• **Text passage**:
Date: 28 Nov 2006 05:49:49 PM
Object: News: The Health Risks of Prayer
Improbable research
Is nothing sacred?
http://education.guardian.co.uk/egweekly/story/0,,1958067,00.html
Marc Abrahams
Tuesday November 28, 2006
The Guardian
He who prays fervently courts danger - neurological danger.
"This stark fact has only recently been reported to the public, in a
study published by five neurologists at Christian-Albrechts University
in Kiel in Germany. But fear not - the risk for any particular
individual is low. In the recorded history of the world, the
physicians try to assure us, this is probably the very first case.
Perhaps to avoid inciting jitters among the devout, perhaps due to
worries about inter-cultural tensions, or perhaps merely through
professional tradition, the doctors couch their tale in dry,
medico-lingo-laced language:
"We report on an unusual presentation of a task-specific focal
oromandibular dystonia in a 47-year-old man of Turkish descent. His
speech was affected exclusively while reciting Islamic prayers in
Arabic language, which he otherwise did not speak."
The problem - involuntary jaw muscle twitching - had been cropping up
for two years. It occurred only when the man recited the Arabic
prayers he had been using since childhood, never at other times. It
would cease right after he finished praying.
An extensive battery of tests showed him to be otherwise in good
neurological, muscular, and dental health.
The doctors came up with a simple, fairly effective fix: they had the
man touch himself on the jaw. Usually, this interrupted the spooky jaw
gyrations.
You can watch a short video of the poor fellow; the doctors put it
online at www.mrw.interscience.wiley.com/suppmat
This general kind of problem is called "focal dystonia". It's the
involuntary fluttering of muscles that one ordinarily controls
masterfully. It arises, somewhat mysteriously, in a few
extraordinarily unlucky people who perform "a highly stereotyped and
frequently repeated motor task". It's what happens in writer's cramp,
and in the eyelid twitching known as blepharospasm, and very
occasionally in certain specialised professions. Doctors have seen it
in pianists, tailors and assembly-line workers. But never before in
someone whose repetitive action consisted only of saying prayers.

• **What you need to do**:
a) Please list the groups of workers in whom, according to the prayer article, doctors have seen focal dystonia.
b) In the prayer article, for how long had the man's jaw muscle twitching been cropping up?
c) Retype everything in the prayer article from "Perhaps to avoid" down to "and dental health.".

Stored data entries
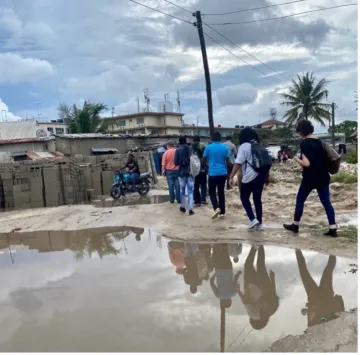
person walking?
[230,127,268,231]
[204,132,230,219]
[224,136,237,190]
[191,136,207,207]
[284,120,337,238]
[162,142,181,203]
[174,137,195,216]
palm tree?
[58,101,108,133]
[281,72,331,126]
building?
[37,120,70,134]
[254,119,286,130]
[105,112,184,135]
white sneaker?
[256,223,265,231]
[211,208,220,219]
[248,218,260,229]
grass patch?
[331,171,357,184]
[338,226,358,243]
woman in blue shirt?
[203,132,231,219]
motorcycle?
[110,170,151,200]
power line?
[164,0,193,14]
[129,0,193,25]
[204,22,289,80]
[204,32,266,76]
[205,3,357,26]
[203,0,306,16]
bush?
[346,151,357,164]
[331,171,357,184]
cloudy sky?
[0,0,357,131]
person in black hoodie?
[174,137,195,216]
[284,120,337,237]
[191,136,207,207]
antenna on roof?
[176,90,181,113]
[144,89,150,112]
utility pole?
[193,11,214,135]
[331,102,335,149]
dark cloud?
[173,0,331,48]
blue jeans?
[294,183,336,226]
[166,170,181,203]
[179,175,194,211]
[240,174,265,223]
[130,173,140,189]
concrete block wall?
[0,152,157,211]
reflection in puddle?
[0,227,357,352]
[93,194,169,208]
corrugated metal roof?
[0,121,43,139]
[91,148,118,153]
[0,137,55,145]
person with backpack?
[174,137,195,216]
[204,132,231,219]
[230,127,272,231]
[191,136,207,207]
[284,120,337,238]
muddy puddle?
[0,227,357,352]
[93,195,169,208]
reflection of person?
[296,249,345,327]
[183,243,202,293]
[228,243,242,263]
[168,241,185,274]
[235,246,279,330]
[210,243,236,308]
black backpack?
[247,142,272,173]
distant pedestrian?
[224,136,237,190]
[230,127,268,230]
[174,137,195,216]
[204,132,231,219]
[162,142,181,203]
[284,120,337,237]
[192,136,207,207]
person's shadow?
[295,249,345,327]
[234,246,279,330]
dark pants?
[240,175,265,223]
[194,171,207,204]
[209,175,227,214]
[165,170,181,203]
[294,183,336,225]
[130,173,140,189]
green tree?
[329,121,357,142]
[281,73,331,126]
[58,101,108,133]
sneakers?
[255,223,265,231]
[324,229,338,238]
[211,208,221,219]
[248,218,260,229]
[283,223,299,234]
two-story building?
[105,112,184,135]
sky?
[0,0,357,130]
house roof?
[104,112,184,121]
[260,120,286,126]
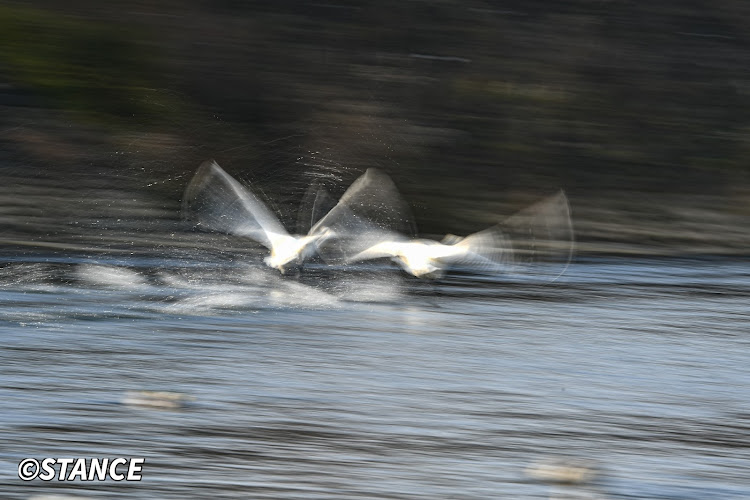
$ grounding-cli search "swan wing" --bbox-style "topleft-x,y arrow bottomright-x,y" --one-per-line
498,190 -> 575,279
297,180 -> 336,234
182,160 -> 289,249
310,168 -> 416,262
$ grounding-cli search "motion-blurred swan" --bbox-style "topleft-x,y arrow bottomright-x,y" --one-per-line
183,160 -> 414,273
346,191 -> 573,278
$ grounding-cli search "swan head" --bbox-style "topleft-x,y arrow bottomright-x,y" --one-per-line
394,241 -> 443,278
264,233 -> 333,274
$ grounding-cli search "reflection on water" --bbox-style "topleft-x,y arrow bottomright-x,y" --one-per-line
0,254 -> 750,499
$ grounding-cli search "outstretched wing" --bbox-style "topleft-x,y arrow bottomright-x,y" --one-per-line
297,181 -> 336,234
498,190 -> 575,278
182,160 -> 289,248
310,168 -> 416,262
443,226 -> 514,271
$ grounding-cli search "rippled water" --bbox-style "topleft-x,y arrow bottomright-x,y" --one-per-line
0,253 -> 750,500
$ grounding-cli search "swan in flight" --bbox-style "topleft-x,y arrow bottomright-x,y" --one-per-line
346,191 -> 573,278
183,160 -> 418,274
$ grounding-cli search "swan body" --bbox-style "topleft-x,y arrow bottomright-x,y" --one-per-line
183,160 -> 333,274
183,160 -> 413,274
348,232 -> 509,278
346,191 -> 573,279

• **Solutions to the exercise**:
a) pianists, tailors, assembly-line workers

b) For two years.

c)
Perhaps to avoid inciting jitters among the devout, perhaps due to
worries about inter-cultural tensions, or perhaps merely through
professional tradition, the doctors couch their tale in dry,
medico-lingo-laced language:
"We report on an unusual presentation of a task-specific focal
oromandibular dystonia in a 47-year-old man of Turkish descent. His
speech was affected exclusively while reciting Islamic prayers in
Arabic language, which he otherwise did not speak."
The problem - involuntary jaw muscle twitching - had been cropping up
for two years. It occurred only when the man recited the Arabic
prayers he had been using since childhood, never at other times. It
would cease right after he finished praying.
An extensive battery of tests showed him to be otherwise in good
neurological, muscular, and dental health.